_Data in this exercise_
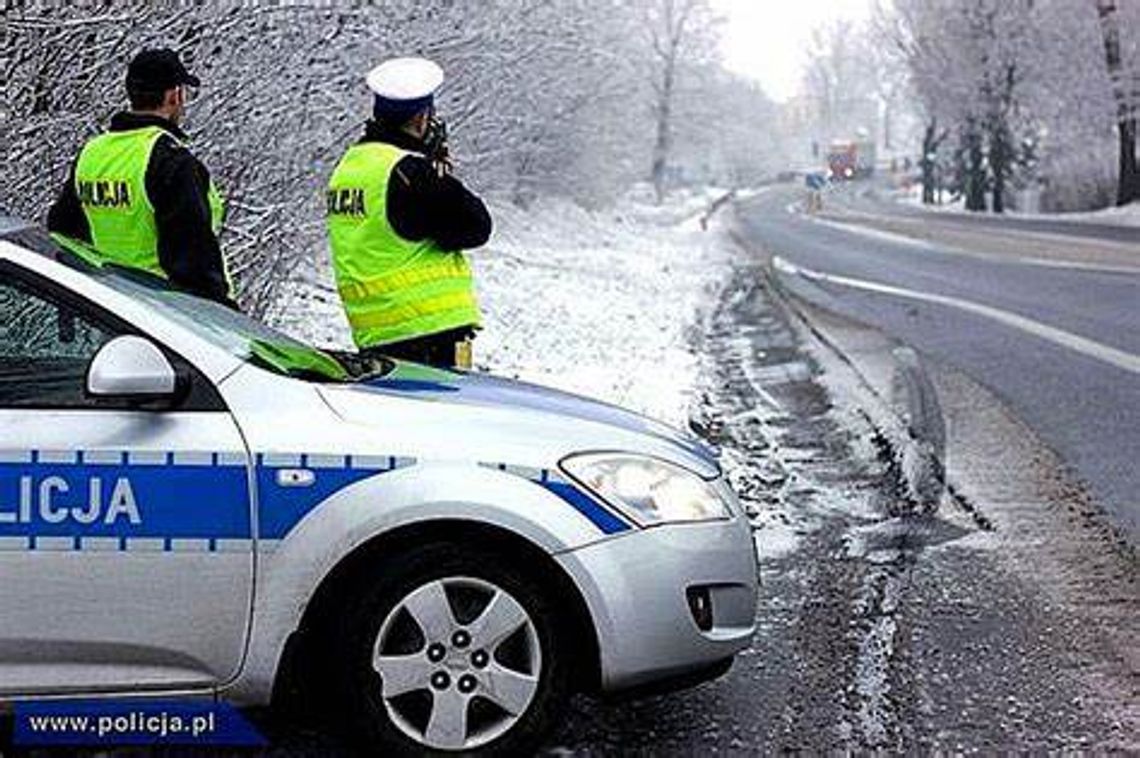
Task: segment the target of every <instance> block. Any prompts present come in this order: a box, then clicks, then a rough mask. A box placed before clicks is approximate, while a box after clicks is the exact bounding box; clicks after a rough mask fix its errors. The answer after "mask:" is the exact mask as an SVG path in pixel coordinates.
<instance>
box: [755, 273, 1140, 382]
mask: <svg viewBox="0 0 1140 758" xmlns="http://www.w3.org/2000/svg"><path fill="white" fill-rule="evenodd" d="M772 264H773V266H774V267H775V268H776V269H777V270H779V271H783V272H785V274H789V275H792V276H801V277H804V278H806V279H817V280H820V282H830V283H831V284H838V285H840V286H845V287H852V288H855V290H865V291H868V292H878V293H880V294H885V295H894V296H896V298H905V299H907V300H919V301H923V302H929V303H936V304H939V305H946V307H950V308H956V309H959V310H963V311H966V312H968V313H975V315H977V316H983V317H985V318H988V319H992V320H994V321H998V323H1000V324H1004V325H1005V326H1011V327H1013V328H1016V329H1020V331H1023V332H1026V333H1027V334H1032V335H1034V336H1037V337H1041V339H1043V340H1048V341H1050V342H1052V343H1055V344H1058V345H1060V347H1062V348H1068V349H1069V350H1073V351H1075V352H1080V353H1082V354H1085V356H1089V357H1090V358H1096V359H1097V360H1101V361H1104V362H1106V364H1109V365H1112V366H1116V367H1117V368H1123V369H1124V370H1127V372H1132V373H1133V374H1140V356H1134V354H1132V353H1130V352H1125V351H1124V350H1118V349H1116V348H1110V347H1109V345H1106V344H1102V343H1100V342H1096V341H1093V340H1090V339H1088V337H1082V336H1081V335H1078V334H1073V333H1072V332H1066V331H1064V329H1058V328H1057V327H1055V326H1049V325H1048V324H1042V323H1041V321H1034V320H1033V319H1031V318H1026V317H1025V316H1019V315H1017V313H1011V312H1010V311H1007V310H1001V309H999V308H993V307H991V305H983V304H980V303H976V302H972V301H969V300H962V299H961V298H951V296H948V295H937V294H934V293H929V292H917V291H914V290H904V288H903V287H895V286H891V285H888V284H879V283H877V282H866V280H865V279H855V278H852V277H847V276H839V275H836V274H824V272H822V271H815V270H813V269H808V268H803V267H799V266H796V264H795V263H792V262H790V261H788V260H785V259H783V258H781V256H779V255H776V256H774V258H773V259H772Z"/></svg>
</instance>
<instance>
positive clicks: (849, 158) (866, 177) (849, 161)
mask: <svg viewBox="0 0 1140 758" xmlns="http://www.w3.org/2000/svg"><path fill="white" fill-rule="evenodd" d="M828 171H829V172H830V173H831V177H832V178H833V179H837V180H849V179H865V178H868V177H870V176H871V174H872V173H874V140H873V139H871V138H869V137H856V138H855V139H837V140H834V141H832V142H831V145H830V146H829V147H828Z"/></svg>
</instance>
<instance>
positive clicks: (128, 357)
mask: <svg viewBox="0 0 1140 758" xmlns="http://www.w3.org/2000/svg"><path fill="white" fill-rule="evenodd" d="M182 384H184V382H180V381H179V376H178V372H177V370H174V367H173V366H172V365H171V364H170V360H168V359H166V356H165V354H163V352H162V350H160V349H158V348H157V345H155V344H154V343H153V342H150V341H149V340H144V339H143V337H138V336H132V335H125V336H121V337H115V339H114V340H112V341H111V342H108V343H107V344H105V345H103V348H100V349H99V352H97V353H95V358H92V359H91V364H90V365H89V366H88V369H87V394H88V397H90V398H95V399H101V400H122V401H125V402H129V404H131V405H140V404H148V402H155V401H158V402H163V401H166V402H173V401H174V400H177V399H178V397H179V396H180V394H181V389H182Z"/></svg>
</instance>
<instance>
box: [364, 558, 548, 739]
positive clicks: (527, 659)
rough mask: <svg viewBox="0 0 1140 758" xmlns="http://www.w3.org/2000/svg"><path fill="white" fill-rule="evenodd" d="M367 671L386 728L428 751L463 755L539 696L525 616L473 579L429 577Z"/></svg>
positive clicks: (533, 626) (384, 638) (529, 641)
mask: <svg viewBox="0 0 1140 758" xmlns="http://www.w3.org/2000/svg"><path fill="white" fill-rule="evenodd" d="M372 666H373V669H374V670H375V671H376V673H377V674H378V675H380V677H381V685H382V688H381V696H382V699H383V702H384V708H385V709H386V710H388V716H389V718H390V719H391V722H392V724H394V725H396V727H397V728H399V730H400V731H401V732H402V733H404V734H405V735H407V736H408V737H410V739H412V740H414V741H415V742H417V743H418V744H422V745H424V747H426V748H431V749H434V750H470V749H473V748H478V747H480V745H483V744H487V743H488V742H491V741H492V740H495V739H496V737H498V736H502V735H503V734H504V733H506V732H507V731H510V730H511V728H512V727H513V726H514V725H515V724H518V722H519V719H521V718H522V716H523V715H524V714H526V712H527V709H528V708H529V707H530V703H531V702H532V701H534V699H535V693H536V692H537V691H538V680H539V676H540V674H541V667H543V655H541V646H540V644H539V638H538V629H537V628H536V626H535V622H534V619H531V617H530V614H529V613H528V612H527V610H526V609H524V608H523V606H522V604H521V603H519V601H518V600H515V598H514V597H513V596H512V595H511V594H510V593H507V592H506V590H504V589H503V588H502V587H498V586H497V585H495V584H492V582H490V581H487V580H484V579H479V578H475V577H446V578H442V579H433V580H431V581H427V582H424V584H423V585H421V586H418V587H416V588H415V589H413V590H412V592H410V593H408V594H407V595H405V596H404V597H402V598H401V600H400V601H399V602H398V603H397V604H396V605H394V606H393V608H392V610H391V611H390V612H389V613H388V616H386V617H385V618H384V621H383V623H381V626H380V631H378V634H377V635H376V641H375V644H374V646H373V660H372Z"/></svg>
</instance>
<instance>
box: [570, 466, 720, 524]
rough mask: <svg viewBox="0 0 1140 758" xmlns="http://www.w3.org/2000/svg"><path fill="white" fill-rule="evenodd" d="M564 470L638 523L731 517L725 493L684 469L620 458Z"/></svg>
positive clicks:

_Assignment_
Search the listing above for the word "rough", and copy every line that has it.

_Task output_
Task: segment the target of every <instance> block. Any prompts present come in this order: a box, then clicks, then a rough mask. A box placed before clicks is approximate, while a box after clicks is the exact bounding box; clicks after a rough mask fix its errors. The answer after "mask:" is the exact mask as an SVG path in pixel coordinates.
rough mask: <svg viewBox="0 0 1140 758" xmlns="http://www.w3.org/2000/svg"><path fill="white" fill-rule="evenodd" d="M367 671L386 728L428 751L463 755L539 696L525 616L473 579L429 577Z"/></svg>
rough mask: <svg viewBox="0 0 1140 758" xmlns="http://www.w3.org/2000/svg"><path fill="white" fill-rule="evenodd" d="M564 470L638 523L731 517L725 493L684 469L620 458Z"/></svg>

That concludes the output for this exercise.